-- Start Records for processing --

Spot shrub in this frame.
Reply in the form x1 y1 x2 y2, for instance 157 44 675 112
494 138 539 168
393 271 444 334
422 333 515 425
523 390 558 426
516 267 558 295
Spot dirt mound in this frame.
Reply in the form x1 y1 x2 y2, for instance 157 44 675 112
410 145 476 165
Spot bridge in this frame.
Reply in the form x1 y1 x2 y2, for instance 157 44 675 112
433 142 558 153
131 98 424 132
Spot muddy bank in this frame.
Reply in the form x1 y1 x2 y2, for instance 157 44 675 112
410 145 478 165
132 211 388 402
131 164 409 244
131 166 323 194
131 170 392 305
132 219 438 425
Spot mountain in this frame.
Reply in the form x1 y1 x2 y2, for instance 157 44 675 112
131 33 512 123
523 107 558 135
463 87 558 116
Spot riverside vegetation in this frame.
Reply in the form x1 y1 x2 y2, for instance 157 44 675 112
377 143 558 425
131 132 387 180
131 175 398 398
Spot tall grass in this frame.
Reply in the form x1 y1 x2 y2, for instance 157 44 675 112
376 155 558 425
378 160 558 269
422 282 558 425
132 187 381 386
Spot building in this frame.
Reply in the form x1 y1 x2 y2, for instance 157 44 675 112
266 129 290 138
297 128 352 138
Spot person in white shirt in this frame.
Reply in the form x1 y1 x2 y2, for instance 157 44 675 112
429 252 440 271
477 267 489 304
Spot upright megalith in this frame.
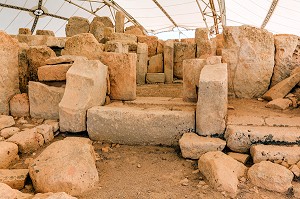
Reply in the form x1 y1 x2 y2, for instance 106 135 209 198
0 31 20 115
59 59 108 132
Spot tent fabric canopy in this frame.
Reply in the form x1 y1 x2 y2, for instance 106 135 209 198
0 0 300 37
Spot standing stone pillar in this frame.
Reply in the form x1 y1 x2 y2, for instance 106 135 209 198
196 64 228 135
136 43 148 84
115 11 125 33
164 40 174 84
0 31 20 115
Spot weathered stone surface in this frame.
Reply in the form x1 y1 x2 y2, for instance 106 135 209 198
29 140 99 195
9 93 29 117
196 64 228 135
179 133 226 159
271 35 300 87
136 43 148 84
0 141 19 169
198 151 247 196
164 40 174 84
66 16 90 37
0 31 20 115
0 127 20 139
0 169 29 190
137 36 158 57
182 59 206 102
266 98 292 110
173 42 196 79
250 145 300 165
38 64 72 81
248 161 294 192
28 81 65 119
262 71 300 101
0 115 15 130
225 125 300 153
7 128 44 153
87 103 195 145
27 46 56 81
148 54 164 73
222 26 274 98
99 52 137 100
62 33 104 59
146 73 165 84
59 60 107 132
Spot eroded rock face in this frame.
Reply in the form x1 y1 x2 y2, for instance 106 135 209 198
0 31 20 115
29 140 99 195
222 26 275 98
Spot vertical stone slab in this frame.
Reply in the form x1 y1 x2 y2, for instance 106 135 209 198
136 43 148 84
115 11 125 33
182 59 206 102
0 31 20 115
164 40 174 84
59 59 108 133
99 52 137 100
196 64 228 135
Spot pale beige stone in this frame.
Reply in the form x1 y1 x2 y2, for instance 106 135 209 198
248 161 294 193
29 140 99 195
179 133 226 159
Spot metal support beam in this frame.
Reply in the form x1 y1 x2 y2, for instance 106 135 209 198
261 0 279 28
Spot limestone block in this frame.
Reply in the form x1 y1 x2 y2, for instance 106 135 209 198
248 161 294 193
147 54 164 73
87 103 195 146
137 36 158 57
27 46 56 81
62 33 104 60
146 73 165 84
136 43 148 84
99 52 137 100
0 141 19 169
198 151 247 197
59 60 108 132
225 125 300 153
0 169 29 190
174 42 196 79
222 26 275 98
182 59 206 102
9 93 29 117
38 64 72 81
29 140 99 195
179 133 226 159
28 81 65 119
7 128 44 153
164 40 174 84
271 34 300 87
0 31 20 115
115 11 125 33
66 16 90 37
250 145 300 165
196 64 228 135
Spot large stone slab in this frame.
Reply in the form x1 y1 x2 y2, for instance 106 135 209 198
99 52 137 100
222 26 275 98
0 31 20 115
87 104 195 146
29 140 99 195
59 60 108 132
225 125 300 153
28 81 65 119
196 64 228 135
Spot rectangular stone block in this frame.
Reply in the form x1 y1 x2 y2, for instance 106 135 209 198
28 81 65 119
59 60 108 132
87 104 195 146
99 52 137 100
196 64 228 135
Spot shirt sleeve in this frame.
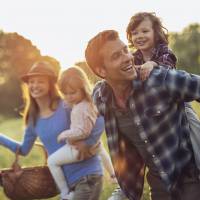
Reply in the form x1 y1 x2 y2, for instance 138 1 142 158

-- End Records for processing --

→ Exercise task
Please reproduce, word for word, the lines from the first one above through the line containing "410 145 476 165", including both of those lines.

→ Task result
Spot shrub in this frame.
Reply in the form x1 y1 x2 y2, for instance 157 44 675 112
494 138 539 168
393 271 444 334
422 333 515 425
523 390 558 426
516 267 558 295
Spot dirt mound in this frame.
Reply in the form x1 y1 x2 y2, for instance 157 44 675 112
410 145 476 165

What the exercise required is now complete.